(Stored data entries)
━━━━━━━━━━━━━━━━━━━━

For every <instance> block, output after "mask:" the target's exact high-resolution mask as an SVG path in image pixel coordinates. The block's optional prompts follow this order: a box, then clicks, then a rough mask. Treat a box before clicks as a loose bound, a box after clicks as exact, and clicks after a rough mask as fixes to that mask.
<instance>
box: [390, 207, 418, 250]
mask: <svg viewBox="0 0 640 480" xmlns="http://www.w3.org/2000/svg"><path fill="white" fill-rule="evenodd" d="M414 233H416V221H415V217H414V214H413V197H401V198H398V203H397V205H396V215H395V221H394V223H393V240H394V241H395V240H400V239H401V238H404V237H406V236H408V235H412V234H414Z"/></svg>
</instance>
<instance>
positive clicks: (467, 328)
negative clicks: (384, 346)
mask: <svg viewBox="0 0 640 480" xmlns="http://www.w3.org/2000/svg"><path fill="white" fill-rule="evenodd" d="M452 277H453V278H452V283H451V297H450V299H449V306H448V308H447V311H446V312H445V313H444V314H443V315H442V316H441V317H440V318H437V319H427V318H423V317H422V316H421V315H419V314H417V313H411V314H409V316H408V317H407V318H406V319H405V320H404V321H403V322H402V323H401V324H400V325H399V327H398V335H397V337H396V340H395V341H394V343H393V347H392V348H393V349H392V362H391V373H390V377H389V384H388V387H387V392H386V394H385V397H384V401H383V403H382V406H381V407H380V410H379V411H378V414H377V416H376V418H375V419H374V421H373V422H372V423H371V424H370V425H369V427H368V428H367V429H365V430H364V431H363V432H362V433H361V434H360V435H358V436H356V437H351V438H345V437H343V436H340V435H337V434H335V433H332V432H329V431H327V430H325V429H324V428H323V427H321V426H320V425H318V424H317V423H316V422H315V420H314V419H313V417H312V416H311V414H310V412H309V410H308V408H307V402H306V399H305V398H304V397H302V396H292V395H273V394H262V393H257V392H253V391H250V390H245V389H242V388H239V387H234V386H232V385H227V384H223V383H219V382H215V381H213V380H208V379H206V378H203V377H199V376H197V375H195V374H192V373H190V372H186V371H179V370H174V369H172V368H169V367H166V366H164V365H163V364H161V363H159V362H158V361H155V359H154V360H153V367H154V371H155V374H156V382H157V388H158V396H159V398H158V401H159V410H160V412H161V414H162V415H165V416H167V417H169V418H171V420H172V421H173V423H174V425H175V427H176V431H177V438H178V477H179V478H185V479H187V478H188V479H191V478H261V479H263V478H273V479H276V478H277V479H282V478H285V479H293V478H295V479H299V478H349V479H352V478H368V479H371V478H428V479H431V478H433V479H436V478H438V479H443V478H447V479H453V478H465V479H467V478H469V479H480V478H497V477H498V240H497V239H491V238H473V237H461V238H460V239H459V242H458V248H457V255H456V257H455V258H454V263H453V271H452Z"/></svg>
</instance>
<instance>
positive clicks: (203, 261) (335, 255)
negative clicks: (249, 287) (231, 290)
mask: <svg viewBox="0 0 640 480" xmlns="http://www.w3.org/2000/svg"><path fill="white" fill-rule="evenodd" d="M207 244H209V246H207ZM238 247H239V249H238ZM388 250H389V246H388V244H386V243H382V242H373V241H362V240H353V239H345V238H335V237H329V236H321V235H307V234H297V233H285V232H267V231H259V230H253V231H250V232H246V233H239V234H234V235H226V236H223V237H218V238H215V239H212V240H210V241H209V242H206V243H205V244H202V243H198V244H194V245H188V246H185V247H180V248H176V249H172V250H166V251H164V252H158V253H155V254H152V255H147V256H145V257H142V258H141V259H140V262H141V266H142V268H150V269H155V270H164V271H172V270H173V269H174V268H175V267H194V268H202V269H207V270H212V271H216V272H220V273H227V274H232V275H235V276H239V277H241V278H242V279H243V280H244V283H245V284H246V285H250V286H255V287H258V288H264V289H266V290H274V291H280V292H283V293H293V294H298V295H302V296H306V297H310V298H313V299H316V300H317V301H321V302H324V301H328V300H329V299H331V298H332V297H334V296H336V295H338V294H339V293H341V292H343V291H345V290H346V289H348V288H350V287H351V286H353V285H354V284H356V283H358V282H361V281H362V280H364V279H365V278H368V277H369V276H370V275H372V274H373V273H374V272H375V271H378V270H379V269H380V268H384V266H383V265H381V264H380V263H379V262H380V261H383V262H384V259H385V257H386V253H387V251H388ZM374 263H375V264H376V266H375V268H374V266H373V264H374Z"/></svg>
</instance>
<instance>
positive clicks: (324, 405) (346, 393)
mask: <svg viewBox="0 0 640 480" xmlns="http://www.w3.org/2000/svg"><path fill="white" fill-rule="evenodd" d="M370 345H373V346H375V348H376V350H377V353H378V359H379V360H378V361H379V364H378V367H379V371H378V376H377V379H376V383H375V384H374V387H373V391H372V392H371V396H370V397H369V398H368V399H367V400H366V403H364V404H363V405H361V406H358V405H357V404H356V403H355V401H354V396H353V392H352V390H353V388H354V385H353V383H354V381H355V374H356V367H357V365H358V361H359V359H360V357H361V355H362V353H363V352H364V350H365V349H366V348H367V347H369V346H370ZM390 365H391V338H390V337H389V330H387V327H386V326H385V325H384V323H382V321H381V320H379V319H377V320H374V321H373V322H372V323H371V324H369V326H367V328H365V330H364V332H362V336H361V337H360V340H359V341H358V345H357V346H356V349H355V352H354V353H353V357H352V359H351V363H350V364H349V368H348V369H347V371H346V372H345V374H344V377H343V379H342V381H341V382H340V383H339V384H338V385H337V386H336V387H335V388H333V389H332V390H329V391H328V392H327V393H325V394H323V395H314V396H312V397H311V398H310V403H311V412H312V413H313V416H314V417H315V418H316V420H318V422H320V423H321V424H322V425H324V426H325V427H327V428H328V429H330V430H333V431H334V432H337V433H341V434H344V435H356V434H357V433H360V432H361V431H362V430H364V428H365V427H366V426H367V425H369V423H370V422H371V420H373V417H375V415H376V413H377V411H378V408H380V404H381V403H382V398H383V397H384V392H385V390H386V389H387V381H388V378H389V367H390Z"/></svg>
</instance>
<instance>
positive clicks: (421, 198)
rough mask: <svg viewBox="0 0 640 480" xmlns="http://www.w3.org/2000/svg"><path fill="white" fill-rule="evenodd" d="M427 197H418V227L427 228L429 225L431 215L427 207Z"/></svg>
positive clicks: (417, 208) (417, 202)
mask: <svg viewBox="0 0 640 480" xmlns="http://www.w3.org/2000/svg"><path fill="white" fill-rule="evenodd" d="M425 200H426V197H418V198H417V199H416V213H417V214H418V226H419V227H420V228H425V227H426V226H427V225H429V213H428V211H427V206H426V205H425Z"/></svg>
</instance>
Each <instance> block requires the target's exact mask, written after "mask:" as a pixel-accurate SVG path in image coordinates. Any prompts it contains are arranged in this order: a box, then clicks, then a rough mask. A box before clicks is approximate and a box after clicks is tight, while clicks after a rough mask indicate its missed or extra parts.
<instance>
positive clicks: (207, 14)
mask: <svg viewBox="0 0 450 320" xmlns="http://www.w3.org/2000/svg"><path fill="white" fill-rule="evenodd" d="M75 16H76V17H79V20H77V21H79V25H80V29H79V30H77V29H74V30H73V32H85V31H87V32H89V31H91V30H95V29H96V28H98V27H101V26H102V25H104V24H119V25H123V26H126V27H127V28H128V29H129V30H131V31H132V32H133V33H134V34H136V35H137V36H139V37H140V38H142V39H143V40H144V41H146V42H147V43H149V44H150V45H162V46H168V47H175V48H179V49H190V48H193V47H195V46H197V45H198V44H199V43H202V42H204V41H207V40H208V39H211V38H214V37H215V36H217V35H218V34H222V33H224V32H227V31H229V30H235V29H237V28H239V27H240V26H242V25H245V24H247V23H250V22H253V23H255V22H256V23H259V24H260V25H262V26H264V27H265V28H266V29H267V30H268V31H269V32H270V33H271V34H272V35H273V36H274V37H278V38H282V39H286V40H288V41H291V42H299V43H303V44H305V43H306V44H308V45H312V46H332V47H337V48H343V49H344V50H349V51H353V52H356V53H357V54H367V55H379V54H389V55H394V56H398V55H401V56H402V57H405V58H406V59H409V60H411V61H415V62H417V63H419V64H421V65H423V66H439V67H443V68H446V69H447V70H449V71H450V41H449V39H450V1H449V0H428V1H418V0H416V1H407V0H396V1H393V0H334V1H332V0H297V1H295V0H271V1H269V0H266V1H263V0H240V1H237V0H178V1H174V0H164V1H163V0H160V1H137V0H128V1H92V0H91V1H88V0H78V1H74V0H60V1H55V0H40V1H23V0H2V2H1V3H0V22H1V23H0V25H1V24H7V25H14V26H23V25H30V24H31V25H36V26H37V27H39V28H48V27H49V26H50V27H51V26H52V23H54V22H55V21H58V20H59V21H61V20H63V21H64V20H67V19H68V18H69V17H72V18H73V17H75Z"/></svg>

━━━━━━━━━━━━━━━━━━━━

> [EXERCISE DESCRIPTION]:
Show the lines above that include "rough".

> [ANSWER FOR THE TASK]:
For every <instance> block, output after "mask:" the target's exact high-resolution mask as an SVG path in image pixel coordinates. The block's optional prompts follow this order: a box, then clicks, then a rough mask. Treat a box before clicks as a loose bound, a box after clicks as exact, and clicks after a rough mask as fixes to that mask.
rough mask: <svg viewBox="0 0 640 480" xmlns="http://www.w3.org/2000/svg"><path fill="white" fill-rule="evenodd" d="M427 197H418V227L427 228L429 225L431 215L427 207Z"/></svg>
Each <instance> block requires the target's exact mask, written after "mask:" as a pixel-accurate SVG path in image coordinates. Any prompts it contains are arranged in this order: a box, then clicks, then a rough mask. A box before clicks is approximate and a box after clicks is tight, while clicks after a rough mask indicate its missed or extra parts.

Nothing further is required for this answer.